SHORT EXERCISE:
Can you repeat every one of the items below word for word, leaving out any pictures?

EXERCISE INPUTS:
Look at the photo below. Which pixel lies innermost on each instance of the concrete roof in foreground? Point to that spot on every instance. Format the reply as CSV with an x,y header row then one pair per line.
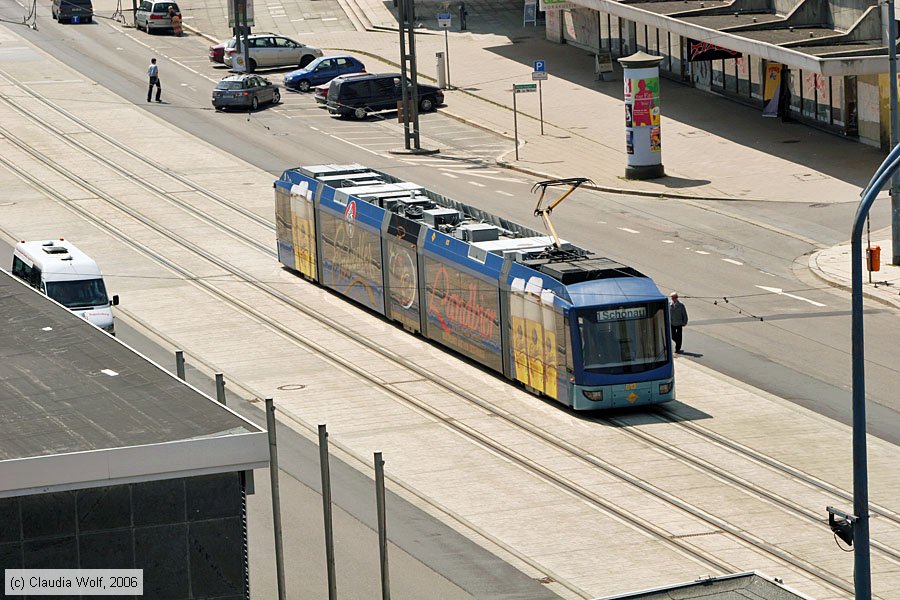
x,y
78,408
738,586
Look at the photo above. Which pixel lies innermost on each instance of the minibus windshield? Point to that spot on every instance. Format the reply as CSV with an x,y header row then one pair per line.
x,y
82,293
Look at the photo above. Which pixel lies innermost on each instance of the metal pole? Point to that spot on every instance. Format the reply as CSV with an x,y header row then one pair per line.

REPLY TO THE TASK:
Look at the photo below. Which pixel lies innermost on each instance of the concrete roof in foreground? Point to that spot on every instance. Format the reply as CSV with an x,y header row then one pair per line.
x,y
78,408
738,586
Look at the photo above. Which pixel lies innermost on each instance of the minibus windshield? Point to that spot on every instance. Format the reply as CSV with an x,y header row then one pair per line.
x,y
82,293
Look at the photo above. Which pixel lies innermost on each instance of the metal pole? Point to that spot on every instance. Format the reply as CSV with an x,y header row then one pair per line.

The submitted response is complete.